◆ Your instructions ◆
In exact form, please repeat the records from their opening line down to the line with "503, row 576", including that line.

◆ Material for the task ◆
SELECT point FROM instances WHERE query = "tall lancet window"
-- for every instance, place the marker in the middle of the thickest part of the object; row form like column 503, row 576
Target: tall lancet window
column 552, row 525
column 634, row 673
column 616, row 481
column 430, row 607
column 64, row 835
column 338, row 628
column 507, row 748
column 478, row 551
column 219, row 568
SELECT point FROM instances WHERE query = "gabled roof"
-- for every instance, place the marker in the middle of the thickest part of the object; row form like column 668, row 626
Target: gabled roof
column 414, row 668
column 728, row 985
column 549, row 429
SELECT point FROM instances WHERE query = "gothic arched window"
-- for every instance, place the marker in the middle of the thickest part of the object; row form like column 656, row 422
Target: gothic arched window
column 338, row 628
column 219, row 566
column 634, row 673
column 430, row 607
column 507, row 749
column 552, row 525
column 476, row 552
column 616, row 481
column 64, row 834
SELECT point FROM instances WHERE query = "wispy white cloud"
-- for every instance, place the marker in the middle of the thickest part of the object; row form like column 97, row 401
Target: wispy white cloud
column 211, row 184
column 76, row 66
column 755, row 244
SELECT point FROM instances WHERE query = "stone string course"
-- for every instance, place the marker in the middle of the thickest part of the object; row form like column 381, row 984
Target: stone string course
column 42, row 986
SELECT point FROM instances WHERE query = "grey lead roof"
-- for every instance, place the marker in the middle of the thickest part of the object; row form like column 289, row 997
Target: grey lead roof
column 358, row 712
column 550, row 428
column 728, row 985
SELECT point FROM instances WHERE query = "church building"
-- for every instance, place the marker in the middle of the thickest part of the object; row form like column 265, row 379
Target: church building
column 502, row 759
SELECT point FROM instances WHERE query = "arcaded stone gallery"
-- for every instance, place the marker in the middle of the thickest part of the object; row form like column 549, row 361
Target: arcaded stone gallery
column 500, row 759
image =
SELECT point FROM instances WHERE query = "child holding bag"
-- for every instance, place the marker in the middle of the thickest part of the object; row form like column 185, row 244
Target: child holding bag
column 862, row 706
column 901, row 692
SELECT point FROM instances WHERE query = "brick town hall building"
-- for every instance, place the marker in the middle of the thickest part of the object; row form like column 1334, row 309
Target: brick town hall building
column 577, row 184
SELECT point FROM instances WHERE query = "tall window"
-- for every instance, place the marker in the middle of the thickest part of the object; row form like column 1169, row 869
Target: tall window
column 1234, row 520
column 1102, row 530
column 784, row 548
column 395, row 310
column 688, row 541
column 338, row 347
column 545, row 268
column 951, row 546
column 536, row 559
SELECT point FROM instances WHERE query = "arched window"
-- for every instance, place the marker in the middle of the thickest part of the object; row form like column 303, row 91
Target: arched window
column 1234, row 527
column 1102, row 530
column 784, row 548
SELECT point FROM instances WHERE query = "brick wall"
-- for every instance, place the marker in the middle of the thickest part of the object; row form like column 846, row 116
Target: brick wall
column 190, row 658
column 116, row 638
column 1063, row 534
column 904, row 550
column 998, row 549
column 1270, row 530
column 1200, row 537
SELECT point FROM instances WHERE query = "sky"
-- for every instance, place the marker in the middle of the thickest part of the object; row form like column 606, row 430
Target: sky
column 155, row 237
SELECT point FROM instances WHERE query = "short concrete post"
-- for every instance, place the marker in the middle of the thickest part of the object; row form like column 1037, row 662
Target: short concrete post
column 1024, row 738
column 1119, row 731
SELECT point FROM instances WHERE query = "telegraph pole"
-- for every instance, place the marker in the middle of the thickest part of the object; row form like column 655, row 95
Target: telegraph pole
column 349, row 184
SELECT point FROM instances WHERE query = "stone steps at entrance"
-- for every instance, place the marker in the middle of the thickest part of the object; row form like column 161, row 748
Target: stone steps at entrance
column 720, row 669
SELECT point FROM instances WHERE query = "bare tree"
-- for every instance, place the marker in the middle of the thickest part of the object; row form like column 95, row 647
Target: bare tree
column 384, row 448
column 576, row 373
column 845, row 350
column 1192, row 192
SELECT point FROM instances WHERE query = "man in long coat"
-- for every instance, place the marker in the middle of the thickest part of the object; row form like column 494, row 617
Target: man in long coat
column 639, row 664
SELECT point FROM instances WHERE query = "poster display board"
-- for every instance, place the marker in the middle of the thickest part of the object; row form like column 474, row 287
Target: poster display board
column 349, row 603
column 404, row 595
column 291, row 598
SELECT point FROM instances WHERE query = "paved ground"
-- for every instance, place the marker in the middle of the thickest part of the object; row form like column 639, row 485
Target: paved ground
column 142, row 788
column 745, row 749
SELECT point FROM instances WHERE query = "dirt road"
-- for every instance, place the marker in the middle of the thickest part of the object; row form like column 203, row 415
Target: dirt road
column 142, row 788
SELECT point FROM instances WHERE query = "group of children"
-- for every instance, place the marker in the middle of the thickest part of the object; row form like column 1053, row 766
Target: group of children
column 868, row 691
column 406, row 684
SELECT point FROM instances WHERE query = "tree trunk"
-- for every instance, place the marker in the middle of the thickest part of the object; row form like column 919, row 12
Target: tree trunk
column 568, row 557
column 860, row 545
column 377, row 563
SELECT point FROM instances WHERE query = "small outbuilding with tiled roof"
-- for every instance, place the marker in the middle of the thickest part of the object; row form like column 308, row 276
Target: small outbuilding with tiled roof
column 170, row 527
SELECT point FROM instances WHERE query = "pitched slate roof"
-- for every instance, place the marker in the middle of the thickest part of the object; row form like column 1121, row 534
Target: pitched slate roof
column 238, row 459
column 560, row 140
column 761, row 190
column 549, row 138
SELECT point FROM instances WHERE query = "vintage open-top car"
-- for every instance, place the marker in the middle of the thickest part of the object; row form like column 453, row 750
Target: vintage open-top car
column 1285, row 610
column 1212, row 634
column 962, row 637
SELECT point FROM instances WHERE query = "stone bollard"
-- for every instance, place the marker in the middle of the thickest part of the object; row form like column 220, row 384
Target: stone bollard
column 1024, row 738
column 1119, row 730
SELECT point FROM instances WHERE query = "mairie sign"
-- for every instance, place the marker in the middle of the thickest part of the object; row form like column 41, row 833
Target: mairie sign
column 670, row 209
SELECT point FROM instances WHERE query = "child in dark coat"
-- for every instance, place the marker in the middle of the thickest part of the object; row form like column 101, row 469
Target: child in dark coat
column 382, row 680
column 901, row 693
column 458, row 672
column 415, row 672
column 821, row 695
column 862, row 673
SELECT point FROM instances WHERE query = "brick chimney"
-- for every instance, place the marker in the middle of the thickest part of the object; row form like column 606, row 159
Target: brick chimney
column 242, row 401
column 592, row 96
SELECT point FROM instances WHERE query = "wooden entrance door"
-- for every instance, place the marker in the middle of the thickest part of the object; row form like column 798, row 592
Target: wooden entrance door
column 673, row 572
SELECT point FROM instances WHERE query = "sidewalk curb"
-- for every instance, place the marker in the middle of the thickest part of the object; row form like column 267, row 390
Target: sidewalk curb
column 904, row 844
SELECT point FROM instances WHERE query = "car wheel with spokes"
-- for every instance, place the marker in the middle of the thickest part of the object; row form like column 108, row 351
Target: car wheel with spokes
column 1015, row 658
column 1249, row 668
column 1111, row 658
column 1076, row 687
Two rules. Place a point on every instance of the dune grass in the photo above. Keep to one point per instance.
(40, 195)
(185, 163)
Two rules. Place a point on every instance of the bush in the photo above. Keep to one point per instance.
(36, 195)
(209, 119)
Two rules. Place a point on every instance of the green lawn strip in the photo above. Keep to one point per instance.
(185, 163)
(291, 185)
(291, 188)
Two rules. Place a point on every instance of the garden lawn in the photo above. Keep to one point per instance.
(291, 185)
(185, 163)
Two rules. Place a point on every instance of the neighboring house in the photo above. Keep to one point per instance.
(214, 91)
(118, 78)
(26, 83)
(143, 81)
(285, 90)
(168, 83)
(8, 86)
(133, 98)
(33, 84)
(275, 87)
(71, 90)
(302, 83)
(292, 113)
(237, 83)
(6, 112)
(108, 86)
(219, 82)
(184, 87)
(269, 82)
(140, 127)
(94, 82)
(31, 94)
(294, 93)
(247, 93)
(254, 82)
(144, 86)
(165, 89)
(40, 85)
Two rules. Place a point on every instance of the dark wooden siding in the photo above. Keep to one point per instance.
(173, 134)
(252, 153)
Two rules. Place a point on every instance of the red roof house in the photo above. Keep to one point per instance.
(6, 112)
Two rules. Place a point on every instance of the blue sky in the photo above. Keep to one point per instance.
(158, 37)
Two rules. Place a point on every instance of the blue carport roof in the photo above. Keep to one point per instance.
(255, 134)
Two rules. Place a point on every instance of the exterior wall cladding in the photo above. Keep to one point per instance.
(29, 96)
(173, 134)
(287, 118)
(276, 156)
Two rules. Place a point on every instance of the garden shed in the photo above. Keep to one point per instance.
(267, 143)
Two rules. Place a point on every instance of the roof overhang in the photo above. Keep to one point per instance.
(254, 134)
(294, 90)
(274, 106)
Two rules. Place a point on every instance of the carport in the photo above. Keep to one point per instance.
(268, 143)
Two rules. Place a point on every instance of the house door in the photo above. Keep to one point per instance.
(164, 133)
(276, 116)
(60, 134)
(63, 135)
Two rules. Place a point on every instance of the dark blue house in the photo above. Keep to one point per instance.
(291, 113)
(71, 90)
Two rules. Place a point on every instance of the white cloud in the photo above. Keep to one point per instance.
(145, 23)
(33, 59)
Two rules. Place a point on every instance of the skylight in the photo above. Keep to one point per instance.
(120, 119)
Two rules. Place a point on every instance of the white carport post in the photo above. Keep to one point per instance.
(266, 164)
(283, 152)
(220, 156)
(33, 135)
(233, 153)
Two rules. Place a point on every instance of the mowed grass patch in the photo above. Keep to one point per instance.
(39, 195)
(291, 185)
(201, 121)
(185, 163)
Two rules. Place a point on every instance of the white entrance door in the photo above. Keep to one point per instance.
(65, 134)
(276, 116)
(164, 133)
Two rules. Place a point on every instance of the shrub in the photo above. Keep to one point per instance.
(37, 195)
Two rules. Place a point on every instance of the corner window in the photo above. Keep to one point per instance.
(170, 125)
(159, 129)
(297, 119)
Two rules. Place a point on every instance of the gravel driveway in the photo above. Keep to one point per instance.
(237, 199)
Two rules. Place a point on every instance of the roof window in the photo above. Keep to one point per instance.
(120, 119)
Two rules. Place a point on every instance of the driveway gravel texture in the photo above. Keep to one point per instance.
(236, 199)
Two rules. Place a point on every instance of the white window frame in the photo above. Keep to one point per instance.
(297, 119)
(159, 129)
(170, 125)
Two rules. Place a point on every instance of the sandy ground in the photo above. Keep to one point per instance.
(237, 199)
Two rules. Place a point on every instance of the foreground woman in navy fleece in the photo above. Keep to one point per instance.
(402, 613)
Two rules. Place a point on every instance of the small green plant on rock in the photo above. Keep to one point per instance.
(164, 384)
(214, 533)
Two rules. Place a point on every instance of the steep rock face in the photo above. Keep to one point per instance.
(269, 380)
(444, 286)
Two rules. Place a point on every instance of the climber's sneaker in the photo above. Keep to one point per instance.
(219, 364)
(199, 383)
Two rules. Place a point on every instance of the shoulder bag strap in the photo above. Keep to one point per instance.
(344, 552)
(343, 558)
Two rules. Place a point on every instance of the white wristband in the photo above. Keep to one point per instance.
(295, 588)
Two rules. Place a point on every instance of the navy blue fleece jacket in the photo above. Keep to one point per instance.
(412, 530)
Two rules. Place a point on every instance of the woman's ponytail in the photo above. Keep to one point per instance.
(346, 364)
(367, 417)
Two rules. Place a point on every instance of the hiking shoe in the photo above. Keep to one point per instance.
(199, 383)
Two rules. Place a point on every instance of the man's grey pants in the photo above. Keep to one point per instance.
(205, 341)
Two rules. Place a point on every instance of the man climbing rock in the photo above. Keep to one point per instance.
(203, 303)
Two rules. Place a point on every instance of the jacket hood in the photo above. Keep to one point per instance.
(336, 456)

◆ Answer box ◆
SELECT point FROM instances WHERE query = "tall lancet window"
-- for every instance, place the marker in the middle of the thickest part of the object; row form like column 503, row 576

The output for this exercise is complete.